[Items listed in a dataset]

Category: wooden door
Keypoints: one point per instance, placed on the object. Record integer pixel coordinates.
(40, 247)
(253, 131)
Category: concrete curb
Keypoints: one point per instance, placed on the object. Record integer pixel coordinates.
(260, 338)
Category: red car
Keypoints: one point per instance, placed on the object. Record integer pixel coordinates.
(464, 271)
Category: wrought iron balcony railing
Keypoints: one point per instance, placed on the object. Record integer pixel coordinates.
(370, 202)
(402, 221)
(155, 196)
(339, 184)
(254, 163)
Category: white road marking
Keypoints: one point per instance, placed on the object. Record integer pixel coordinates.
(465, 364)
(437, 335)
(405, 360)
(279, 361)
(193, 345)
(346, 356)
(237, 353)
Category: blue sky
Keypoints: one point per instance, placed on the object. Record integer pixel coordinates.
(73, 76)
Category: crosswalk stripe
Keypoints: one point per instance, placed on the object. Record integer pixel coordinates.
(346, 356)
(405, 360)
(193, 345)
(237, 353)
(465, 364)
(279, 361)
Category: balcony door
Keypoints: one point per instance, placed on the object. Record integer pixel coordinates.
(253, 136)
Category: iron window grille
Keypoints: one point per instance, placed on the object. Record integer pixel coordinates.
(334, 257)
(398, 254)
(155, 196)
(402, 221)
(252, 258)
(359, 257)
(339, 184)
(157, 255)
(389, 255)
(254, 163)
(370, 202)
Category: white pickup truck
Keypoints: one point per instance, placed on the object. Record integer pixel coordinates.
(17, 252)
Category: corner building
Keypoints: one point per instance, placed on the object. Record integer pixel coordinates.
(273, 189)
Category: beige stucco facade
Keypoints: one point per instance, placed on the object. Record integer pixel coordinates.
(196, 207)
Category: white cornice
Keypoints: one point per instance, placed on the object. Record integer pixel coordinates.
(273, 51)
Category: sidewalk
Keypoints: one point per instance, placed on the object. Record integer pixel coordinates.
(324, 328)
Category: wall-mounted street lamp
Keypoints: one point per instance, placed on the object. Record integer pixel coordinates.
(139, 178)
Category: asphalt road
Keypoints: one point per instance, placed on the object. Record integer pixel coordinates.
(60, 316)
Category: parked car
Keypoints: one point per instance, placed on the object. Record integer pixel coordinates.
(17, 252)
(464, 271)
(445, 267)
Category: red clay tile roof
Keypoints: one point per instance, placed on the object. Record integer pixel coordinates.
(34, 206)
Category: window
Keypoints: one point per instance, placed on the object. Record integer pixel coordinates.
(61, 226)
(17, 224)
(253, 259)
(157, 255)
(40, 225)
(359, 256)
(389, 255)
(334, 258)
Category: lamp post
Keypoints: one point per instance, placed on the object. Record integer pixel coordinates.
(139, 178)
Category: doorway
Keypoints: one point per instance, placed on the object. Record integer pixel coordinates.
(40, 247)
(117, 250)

● Activity
Restate the records from above exactly as they read.

● Response box
Category: wooden door
Keypoints: one point per instance, placed on the object. Record integer pixel coordinates.
(40, 247)
(253, 131)
Category: concrete curb
Keypoints: one point per instance, placed on the object. Record integer pixel coordinates.
(260, 338)
Category: red car
Keypoints: one point per instance, placed on the object. Record integer pixel coordinates.
(464, 271)
Category: wrought iron balcony railing
Keypoints: one point per instance, placed on the object. Record integer pixel coordinates.
(370, 202)
(402, 221)
(155, 196)
(339, 184)
(254, 163)
Category: white road marking
Keypoints: one point per instance, placed on the object. Record integer pixel coordinates.
(465, 364)
(437, 335)
(405, 360)
(279, 361)
(193, 345)
(346, 356)
(237, 353)
Category: blue sky
Keypoints: one point per instance, placed on the object. Record integer pixel coordinates.
(73, 76)
Category: crosswalk stripe
Keypoints: one point per instance, placed on the object. Record integer pixel coordinates.
(346, 356)
(405, 360)
(193, 345)
(237, 353)
(465, 364)
(279, 361)
Category: balcony door
Keypoints: one point per instance, placed on the object. Record integer pixel coordinates.
(253, 136)
Category: iron window grille
Keypoints: one point per instance, placed on the object. Record integer pixel coordinates.
(334, 257)
(398, 254)
(155, 196)
(402, 221)
(252, 258)
(359, 257)
(339, 184)
(157, 255)
(389, 255)
(254, 163)
(370, 202)
Category: white pickup truck
Keypoints: one point per instance, placed on the object. Record integer pixel coordinates.
(17, 252)
Category: corner building
Keypoints: one point per instance, placed on the object. Record integer pixel coordinates.
(273, 189)
Category: beige stucco facade
Keypoints: one point per instance, placed on the object. Record integer pixel coordinates.
(196, 207)
Category: white cornice
Keypoints: one point per instance, placed on the object. Record integer pixel coordinates.
(273, 51)
Category: sidewalk
Keypoints: one point per instance, placed on the object. Record integer pixel coordinates.
(324, 328)
Category: wall-mounted street lamp
Keypoints: one point per instance, placed on the object. Record integer pixel coordinates.
(139, 178)
Category: asphalt road
Keypoints: one point per instance, placed on the object. Record integer pixel coordinates.
(60, 316)
Category: parked car
Keypoints: one point per instance, placed on the object. Record integer pixel coordinates.
(17, 252)
(464, 271)
(445, 267)
Category: red clay tile roof
Keypoints: one point per instance, placed on the object. Record integer pixel coordinates.
(34, 206)
Category: window
Keypoints: one point per instance, placed on the object. Record integer pixel coordinates.
(61, 226)
(17, 224)
(253, 259)
(157, 255)
(40, 225)
(359, 256)
(389, 255)
(334, 258)
Category: lamp post
Keypoints: one point per instance, placed on the object. Record integer pixel coordinates.
(139, 178)
Category: doorway
Keypoints: one point per instance, placed on the object. Record integer pixel coordinates.
(40, 247)
(117, 250)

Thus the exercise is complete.